Your task >>
Put every line of the material below into a Markdown table with two columns, Row and Line. Number the rows in order and skip blank lines.

Recorded data >>
++++++++++++++++++++

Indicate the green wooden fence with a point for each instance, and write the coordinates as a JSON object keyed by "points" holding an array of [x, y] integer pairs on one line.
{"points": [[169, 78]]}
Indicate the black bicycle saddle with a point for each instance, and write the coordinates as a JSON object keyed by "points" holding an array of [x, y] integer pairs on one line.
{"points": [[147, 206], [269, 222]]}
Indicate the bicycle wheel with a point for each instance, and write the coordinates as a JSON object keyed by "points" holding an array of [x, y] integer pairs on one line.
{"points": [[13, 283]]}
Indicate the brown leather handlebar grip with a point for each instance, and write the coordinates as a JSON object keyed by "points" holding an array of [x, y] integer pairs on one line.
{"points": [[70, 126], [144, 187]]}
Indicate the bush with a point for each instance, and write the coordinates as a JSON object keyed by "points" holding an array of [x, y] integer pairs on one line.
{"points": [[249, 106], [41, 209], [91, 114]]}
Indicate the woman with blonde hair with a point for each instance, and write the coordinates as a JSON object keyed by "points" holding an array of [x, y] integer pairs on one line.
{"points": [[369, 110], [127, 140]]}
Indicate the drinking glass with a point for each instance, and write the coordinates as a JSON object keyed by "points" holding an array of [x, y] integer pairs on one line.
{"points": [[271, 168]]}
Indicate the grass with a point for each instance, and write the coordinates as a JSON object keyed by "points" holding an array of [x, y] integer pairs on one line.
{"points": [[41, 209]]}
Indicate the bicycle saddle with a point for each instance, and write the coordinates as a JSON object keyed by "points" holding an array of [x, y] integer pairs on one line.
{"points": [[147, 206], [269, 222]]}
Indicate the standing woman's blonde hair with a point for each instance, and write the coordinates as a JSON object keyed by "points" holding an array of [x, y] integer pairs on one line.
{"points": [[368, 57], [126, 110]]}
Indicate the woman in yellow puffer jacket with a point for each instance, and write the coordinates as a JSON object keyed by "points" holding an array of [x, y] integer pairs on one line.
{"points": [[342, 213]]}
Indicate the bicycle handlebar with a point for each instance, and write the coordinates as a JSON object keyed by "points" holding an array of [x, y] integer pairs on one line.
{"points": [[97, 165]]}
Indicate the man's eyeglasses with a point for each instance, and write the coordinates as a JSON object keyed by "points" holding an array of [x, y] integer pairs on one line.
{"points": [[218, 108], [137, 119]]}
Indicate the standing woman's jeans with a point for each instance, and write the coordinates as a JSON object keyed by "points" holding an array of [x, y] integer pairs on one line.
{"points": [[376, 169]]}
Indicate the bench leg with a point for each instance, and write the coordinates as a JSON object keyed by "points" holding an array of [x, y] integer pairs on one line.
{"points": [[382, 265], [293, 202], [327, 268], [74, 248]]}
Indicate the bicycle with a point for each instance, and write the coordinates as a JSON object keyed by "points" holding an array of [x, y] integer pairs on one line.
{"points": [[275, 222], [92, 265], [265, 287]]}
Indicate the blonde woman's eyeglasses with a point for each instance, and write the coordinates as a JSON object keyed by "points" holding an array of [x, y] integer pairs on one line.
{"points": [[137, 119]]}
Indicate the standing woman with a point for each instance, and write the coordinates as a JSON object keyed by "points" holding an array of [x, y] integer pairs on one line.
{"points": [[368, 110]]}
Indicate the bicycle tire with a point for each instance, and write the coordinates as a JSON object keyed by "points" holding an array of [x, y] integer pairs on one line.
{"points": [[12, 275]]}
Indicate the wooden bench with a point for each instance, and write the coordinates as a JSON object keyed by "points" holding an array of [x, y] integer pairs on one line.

++++++++++++++++++++

In response >>
| Row | Line |
|---|---|
| 1 | Indicate the green wooden fence with a point for each instance, and write the coordinates as a JSON object keyed by "points" holding an array of [x, y] integer pairs on one line. |
| 2 | {"points": [[169, 78]]} |
| 3 | Indicate the black bicycle saddle with a point for each instance, and write the coordinates as a JSON object keyed by "points" holding an array of [x, y] integer pairs on one line. |
| 4 | {"points": [[147, 206], [269, 222]]} |
| 5 | Indicate the bicycle wheel with a point for each instance, and write the coordinates as a JSON object keyed by "points" holding an array of [x, y] integer pairs on one line. |
| 6 | {"points": [[13, 283]]} |
| 7 | Indicate the brown leather handlebar grip with a point for each instance, and write the coordinates as a JSON object keyed by "points" holding an array of [x, y] integer pairs on one line. |
| 8 | {"points": [[70, 126], [144, 187]]} |
| 9 | Indicate the bush with a point for each instance, and write the coordinates as a JSON object keyed by "points" holding an array of [x, y] integer pairs on one line. |
| 10 | {"points": [[249, 106], [41, 209], [91, 114]]} |
| 11 | Indicate the woman with blonde hair with a point for each instance, and write the coordinates as a JSON object keyed by "points" holding an array of [x, y] integer pairs on one line. |
| 12 | {"points": [[369, 110], [127, 140]]} |
| 13 | Indicate the drinking glass with a point for each instance, and write the coordinates as a JSON object keyed by "points" holding an array of [x, y] integer pairs on one line. |
| 14 | {"points": [[271, 168]]} |
| 15 | Indicate the grass with a point for each instance, and write the coordinates as a JSON object keyed by "points" holding an array of [x, y] integer pairs on one line. |
| 16 | {"points": [[41, 209]]} |
| 17 | Indicate the bicycle saddle with a point for each instance, and write the coordinates as a JSON object keyed by "points" holding an array of [x, y] integer pairs on one line. |
| 18 | {"points": [[147, 206], [269, 222]]} |
| 19 | Indicate the standing woman's blonde hair with a point for each instance, and write the coordinates as a JSON object keyed by "points" holding an array of [x, y] integer pairs on one line. |
| 20 | {"points": [[368, 57], [126, 110]]} |
| 21 | Indicate the woman in yellow puffer jacket with a point for each instance, and write the coordinates as a JSON object keyed by "points" holding an array of [x, y] integer pairs on one line. |
| 22 | {"points": [[342, 213]]} |
| 23 | Indicate the bicycle handlebar with a point for each instance, and write the coordinates as a JSON object keyed by "points" holding an array of [x, y] integer pairs on one line. |
| 24 | {"points": [[97, 165]]} |
| 25 | Indicate the man's eyeglasses with a point for each instance, and write the coordinates as a JSON object keyed by "points" holding an array of [x, y] integer pairs on one line. |
| 26 | {"points": [[218, 108], [137, 119]]} |
| 27 | Indicate the standing woman's jeans with a point for each instance, and write the coordinates as a JSON object keyed by "points" holding an array of [x, y] integer pairs on one line. |
| 28 | {"points": [[376, 169]]} |
| 29 | Indicate the bench leg with a point for each instance, and write the coordinates as a JSON object keyed by "points" holding an array of [x, y] integer pairs on one line. |
| 30 | {"points": [[382, 265], [293, 202], [327, 268], [74, 248]]} |
| 31 | Indicate the bicycle with a point for each instance, and write the coordinates as a JSON object keyed by "points" holding an array of [x, y] integer pairs on one line. |
| 32 | {"points": [[275, 222], [92, 265], [265, 287]]} |
| 33 | Indicate the blonde woman's eyeglasses with a point for each instance, and write the coordinates as a JSON object keyed by "points" holding an array of [x, y] integer pairs on one line. |
| 34 | {"points": [[137, 119]]} |
| 35 | Indicate the standing woman with a point for each instance, and write the coordinates as a JSON object keyed by "points" holding an array of [x, y] integer pairs on one line. |
| 36 | {"points": [[368, 110]]} |
| 37 | Indicate the bicycle tire with a point for each instance, and write the coordinates as a JSON object keyed by "points" holding an array of [x, y] integer pairs on one line. |
| 38 | {"points": [[12, 275]]} |
| 39 | Indicate the wooden bench with a point for each instance, and write the coordinates as a JSON object keyed by "points" holding an array of [x, y] integer pairs on one line. |